*Extract*.
○ ○ ○

Based on the above discussion, high molecular weight PMMA (M_n = 1.2 × 10⁶, molecular weight distribution (MWD) ≈ 1.2) was chosen to build pre-dissolved polymer systems and to further strengthen PMMA. For toughening PMMA, core–shell particles (CSR) were introduced to a pre-dissolved polymers system. Despite CSR being widely used for toughening engineering plastics like PMMA, polycarbonate (PC) and ABS, the toughening mechanism could be attributed to shear yielding,²⁶ crazing,^27,28 rubber particles' cavities,²⁹ and so on. However, in reactive extrusion, a one-step method could help reduce the costs and improve environmental protection. Also, the use of pre-dissolved polymers systems to improve the initial viscosity would help utilization of the available Trommsdorff effect and improve production efficiency.

In this work, the preparation of toughened PMMA with high performance was performed via the reactive extrusion of MMA containing pre-dissolved polymers. First, the kinetics of the free radical polymerization with pre-dissolved polymer was investigated. Then the “critical viscosity” at which point the Trommsdorff effect occurs during polymerization with pre-dissolved polymer is discussed. Also, polymerization with pre-dissolved polymer was carried out via reactive extrusion. Finally, the reactive extrusion products with pre-dissolved HWM-PMMA or CSR were characterized. This one-step method for preparing strengthened PMMA could shorten production cycles, and significantly reduce the costs and resource consumption, and consequently has important industrial application prospects.

2. Experimental section

2.1 Materials

Methyl methacrylate (MMA), analytical reagent, was provided by China's Oil Sunup Group Co., Ltd (China). Tetrahydrofuran, methanol, ethanol, and hydroquinone were analytical grade and supplied by Sinopharm Chemical Reagent Co., Ltd. AIBN analytical reagent was provided by Shanghai Ling Feng Chemical Reagent Co. Ltd. (Shanghai, China). Homo-polymethyl methacrylate (PMMA-C, VH001, M_n = 4.26 × 10⁴, MWD = 1.61) was purchased from Mitsubishi Rayon Polymer Co., Ltd. (Nantong, China). High molecular weight PMMA (HWM-PMMA, M_n = 1.23 × 10⁶, MWD = 1.2) was purchased from Taixing Donchamp Acrylic Co., Ltd. (Taixing, China). Core–shell particles (CSR) were purchased from Kaneka Chemical Industry Co., Japan, which comprised a shell of PMMA and elastic core of MBS. All the reagents were used as received.

○ ○ ○

[Coordinate annotation records]
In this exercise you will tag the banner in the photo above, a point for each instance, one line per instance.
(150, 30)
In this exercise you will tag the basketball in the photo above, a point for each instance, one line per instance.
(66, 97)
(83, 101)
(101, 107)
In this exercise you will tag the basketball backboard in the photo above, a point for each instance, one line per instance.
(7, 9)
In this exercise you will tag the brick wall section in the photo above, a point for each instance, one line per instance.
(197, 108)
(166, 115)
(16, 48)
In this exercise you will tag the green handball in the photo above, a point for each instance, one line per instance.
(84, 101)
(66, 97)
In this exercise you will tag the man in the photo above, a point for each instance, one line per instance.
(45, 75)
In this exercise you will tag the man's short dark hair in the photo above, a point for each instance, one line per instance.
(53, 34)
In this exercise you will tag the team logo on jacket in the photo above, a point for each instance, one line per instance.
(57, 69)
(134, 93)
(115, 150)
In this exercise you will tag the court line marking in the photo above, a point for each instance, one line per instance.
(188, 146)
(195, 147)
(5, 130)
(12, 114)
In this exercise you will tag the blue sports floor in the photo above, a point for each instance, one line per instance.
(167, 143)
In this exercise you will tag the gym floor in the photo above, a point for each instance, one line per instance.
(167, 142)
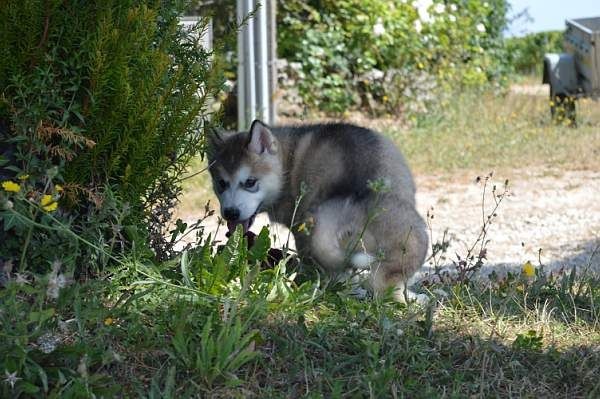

○ ○ ○

*Request*. In the text on toughened PMMA, which company supplied the core–shell particles?

*Result of this task*. Kaneka Chemical Industry Co., Japan